• **EXERCISE OBJECTIVE**
The output should be every line below that includes the word "yellow".

Stored data entries
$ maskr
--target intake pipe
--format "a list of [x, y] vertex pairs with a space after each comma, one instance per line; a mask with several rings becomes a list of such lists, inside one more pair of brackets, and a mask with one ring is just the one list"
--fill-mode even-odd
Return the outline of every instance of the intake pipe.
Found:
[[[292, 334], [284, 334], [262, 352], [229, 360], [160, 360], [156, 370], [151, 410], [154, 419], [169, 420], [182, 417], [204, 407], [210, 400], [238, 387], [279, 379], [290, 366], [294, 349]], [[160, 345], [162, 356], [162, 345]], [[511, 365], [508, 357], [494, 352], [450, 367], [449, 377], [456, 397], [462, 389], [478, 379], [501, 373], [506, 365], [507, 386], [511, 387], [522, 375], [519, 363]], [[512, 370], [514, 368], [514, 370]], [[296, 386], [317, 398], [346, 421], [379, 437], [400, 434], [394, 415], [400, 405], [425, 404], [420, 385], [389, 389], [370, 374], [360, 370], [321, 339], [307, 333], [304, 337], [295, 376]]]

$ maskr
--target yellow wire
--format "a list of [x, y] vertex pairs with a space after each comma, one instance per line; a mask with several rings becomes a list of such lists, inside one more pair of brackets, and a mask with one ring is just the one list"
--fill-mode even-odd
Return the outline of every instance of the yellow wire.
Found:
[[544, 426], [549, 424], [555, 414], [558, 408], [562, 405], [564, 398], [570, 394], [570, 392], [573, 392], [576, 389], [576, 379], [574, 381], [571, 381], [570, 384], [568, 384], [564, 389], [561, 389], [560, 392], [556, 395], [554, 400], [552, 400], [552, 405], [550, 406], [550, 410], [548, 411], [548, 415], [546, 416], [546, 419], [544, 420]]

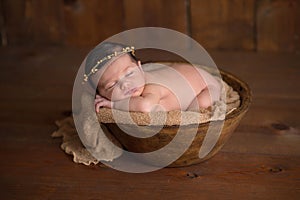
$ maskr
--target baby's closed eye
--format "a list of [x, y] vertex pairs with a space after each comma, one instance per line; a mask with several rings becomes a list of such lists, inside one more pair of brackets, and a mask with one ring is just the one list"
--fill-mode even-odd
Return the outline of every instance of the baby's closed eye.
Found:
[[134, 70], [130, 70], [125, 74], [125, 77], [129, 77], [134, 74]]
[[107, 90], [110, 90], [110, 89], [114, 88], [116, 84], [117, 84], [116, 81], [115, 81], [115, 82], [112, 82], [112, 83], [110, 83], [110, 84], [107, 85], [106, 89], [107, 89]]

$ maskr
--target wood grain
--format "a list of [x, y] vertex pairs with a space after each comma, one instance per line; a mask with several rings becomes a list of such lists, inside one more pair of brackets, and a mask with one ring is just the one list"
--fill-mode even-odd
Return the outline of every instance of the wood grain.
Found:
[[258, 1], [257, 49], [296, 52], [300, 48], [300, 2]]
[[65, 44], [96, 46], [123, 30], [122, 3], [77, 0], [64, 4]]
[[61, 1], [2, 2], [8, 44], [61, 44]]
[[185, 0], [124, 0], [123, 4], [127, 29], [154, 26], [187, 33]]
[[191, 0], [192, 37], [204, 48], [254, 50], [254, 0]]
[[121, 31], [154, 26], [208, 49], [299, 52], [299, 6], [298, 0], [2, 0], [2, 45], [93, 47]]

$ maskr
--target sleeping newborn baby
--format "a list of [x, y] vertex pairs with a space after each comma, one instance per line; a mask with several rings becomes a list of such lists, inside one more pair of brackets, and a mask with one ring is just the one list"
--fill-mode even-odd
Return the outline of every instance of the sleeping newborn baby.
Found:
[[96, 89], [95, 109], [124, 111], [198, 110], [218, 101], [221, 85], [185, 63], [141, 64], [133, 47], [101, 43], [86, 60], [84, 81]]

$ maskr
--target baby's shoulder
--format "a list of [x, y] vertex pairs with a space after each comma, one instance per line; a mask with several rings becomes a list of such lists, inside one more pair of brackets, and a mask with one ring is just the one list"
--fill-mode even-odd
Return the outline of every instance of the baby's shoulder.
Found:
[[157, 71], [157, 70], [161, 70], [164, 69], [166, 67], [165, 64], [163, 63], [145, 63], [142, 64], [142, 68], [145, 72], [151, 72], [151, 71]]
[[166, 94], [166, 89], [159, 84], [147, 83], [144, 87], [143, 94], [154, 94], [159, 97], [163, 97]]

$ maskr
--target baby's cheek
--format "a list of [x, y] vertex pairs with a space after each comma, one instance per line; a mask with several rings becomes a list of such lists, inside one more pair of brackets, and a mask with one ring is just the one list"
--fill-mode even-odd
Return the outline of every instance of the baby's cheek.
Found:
---
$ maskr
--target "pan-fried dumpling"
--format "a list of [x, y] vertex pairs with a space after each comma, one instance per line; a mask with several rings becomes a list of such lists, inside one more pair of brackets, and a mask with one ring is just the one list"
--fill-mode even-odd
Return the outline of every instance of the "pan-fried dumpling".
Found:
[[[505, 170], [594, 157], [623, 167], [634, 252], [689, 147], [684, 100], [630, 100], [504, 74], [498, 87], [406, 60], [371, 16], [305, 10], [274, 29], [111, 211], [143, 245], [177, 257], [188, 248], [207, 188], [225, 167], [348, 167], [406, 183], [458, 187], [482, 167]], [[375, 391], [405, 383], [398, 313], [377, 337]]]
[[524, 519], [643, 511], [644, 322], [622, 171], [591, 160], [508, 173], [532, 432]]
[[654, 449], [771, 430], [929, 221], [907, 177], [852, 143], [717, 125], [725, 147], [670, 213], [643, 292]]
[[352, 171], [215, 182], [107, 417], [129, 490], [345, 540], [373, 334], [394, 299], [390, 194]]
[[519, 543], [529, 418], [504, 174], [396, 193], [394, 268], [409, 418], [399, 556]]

• **OUTPUT OF THE TASK**
--target yellow wire
Return the outline of every instance of the yellow wire.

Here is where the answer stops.